Records from a data collection:

- - - -

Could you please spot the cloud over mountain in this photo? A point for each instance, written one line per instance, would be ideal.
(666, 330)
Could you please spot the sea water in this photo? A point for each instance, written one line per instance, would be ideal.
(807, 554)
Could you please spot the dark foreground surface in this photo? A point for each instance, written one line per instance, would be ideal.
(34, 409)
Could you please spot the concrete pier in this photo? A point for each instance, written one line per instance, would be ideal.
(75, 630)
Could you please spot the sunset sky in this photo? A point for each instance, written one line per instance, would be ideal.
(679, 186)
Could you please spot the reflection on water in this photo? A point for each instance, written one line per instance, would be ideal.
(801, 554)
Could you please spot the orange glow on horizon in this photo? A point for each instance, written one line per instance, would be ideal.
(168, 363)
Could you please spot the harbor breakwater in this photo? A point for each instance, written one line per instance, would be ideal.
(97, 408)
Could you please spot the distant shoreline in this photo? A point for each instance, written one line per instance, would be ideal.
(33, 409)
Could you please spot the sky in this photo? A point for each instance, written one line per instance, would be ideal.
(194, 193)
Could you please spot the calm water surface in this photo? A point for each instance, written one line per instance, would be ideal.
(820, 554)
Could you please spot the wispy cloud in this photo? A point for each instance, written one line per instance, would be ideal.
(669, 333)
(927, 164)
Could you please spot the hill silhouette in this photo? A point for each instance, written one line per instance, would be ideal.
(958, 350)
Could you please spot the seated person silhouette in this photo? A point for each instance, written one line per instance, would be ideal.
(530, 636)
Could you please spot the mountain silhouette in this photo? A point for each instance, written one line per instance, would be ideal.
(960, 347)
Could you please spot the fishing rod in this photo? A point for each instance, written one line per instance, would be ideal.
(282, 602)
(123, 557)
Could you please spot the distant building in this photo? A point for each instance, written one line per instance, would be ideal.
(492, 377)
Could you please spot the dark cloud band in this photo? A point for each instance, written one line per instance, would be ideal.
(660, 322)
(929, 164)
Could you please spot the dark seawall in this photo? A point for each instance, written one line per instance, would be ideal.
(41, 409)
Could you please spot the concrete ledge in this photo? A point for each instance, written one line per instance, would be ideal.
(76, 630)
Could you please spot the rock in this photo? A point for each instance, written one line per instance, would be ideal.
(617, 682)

- - - -

EXERCISE REQUIREMENTS: Copy out every entry exactly.

FINISHED EXERCISE:
Could you please spot the cloud over mountain in this photo? A point for each instance, written one line per instance, would be ideal.
(666, 330)
Could you please spot the sea water in this photo? A point for each instance, written one line per instance, would be ideal.
(807, 554)
Could you please spot the dark foreground surface in this photo? A point for each instance, written one line per instance, would be ideal.
(34, 409)
Could you please spot the concrete pier in this photo? A point for each instance, written one line per instance, would be ideal.
(75, 630)
Could you please spot the sunset sky in this photo? A point for each instance, written one line per instance, would be ideal.
(679, 186)
Could you please spot the reflection on water in this photo? A point for each instance, written one line per instance, would be ideal.
(801, 554)
Could you please spot the orange glow on horizon in this photo? A point for each instance, written one line per instance, would be ideal.
(168, 363)
Could you please spot the harbor breakwater in this photo? A point for each instance, written one line per instance, would be ideal.
(97, 408)
Could you please spot the distant shoreline in this photo? A point for each instance, written one line per instance, would be ideal.
(33, 409)
Could you please spot the sky in this photo? A point for each instance, written one line per instance, would be ideal.
(194, 193)
Could you please spot the calm water surface in this photo? A point for each instance, written one line per instance, would be ideal.
(820, 554)
Could you please spot the wispy cloud in this photo? A point for each instance, written one line per instance, would be ideal.
(669, 333)
(927, 164)
Could you please spot the hill silhouette in this photo? A point for each instance, written one line per instance, would be ideal.
(958, 350)
Could you please spot the seated person silhouette in this photo? A point for each instance, written one line per instance, would be ideal.
(530, 636)
Could you please spot the mountain silhouette in this photo? A point for each instance, written one line per instance, would be ideal.
(960, 347)
Could you please spot the fishing rod in this photo? A point for each instance, written one line per instance, would be ideal.
(282, 602)
(123, 557)
Could you please spot the distant building in this photo? A point for each instance, written one line per instance, would be ideal.
(492, 377)
Could you please spot the dark cloud band in this photo? A point for each instance, written one line per instance, would be ideal.
(660, 322)
(929, 164)
Could you please spot the dark seawall in this photo? A point for each instance, written one line per instance, would be ideal.
(41, 409)
Could you please spot the concrete ledge in this photo? A point for each instance, written one line per instance, would be ideal.
(76, 630)
Could you please spot the rock in this photo? A point for each instance, written one line per instance, would be ideal.
(617, 682)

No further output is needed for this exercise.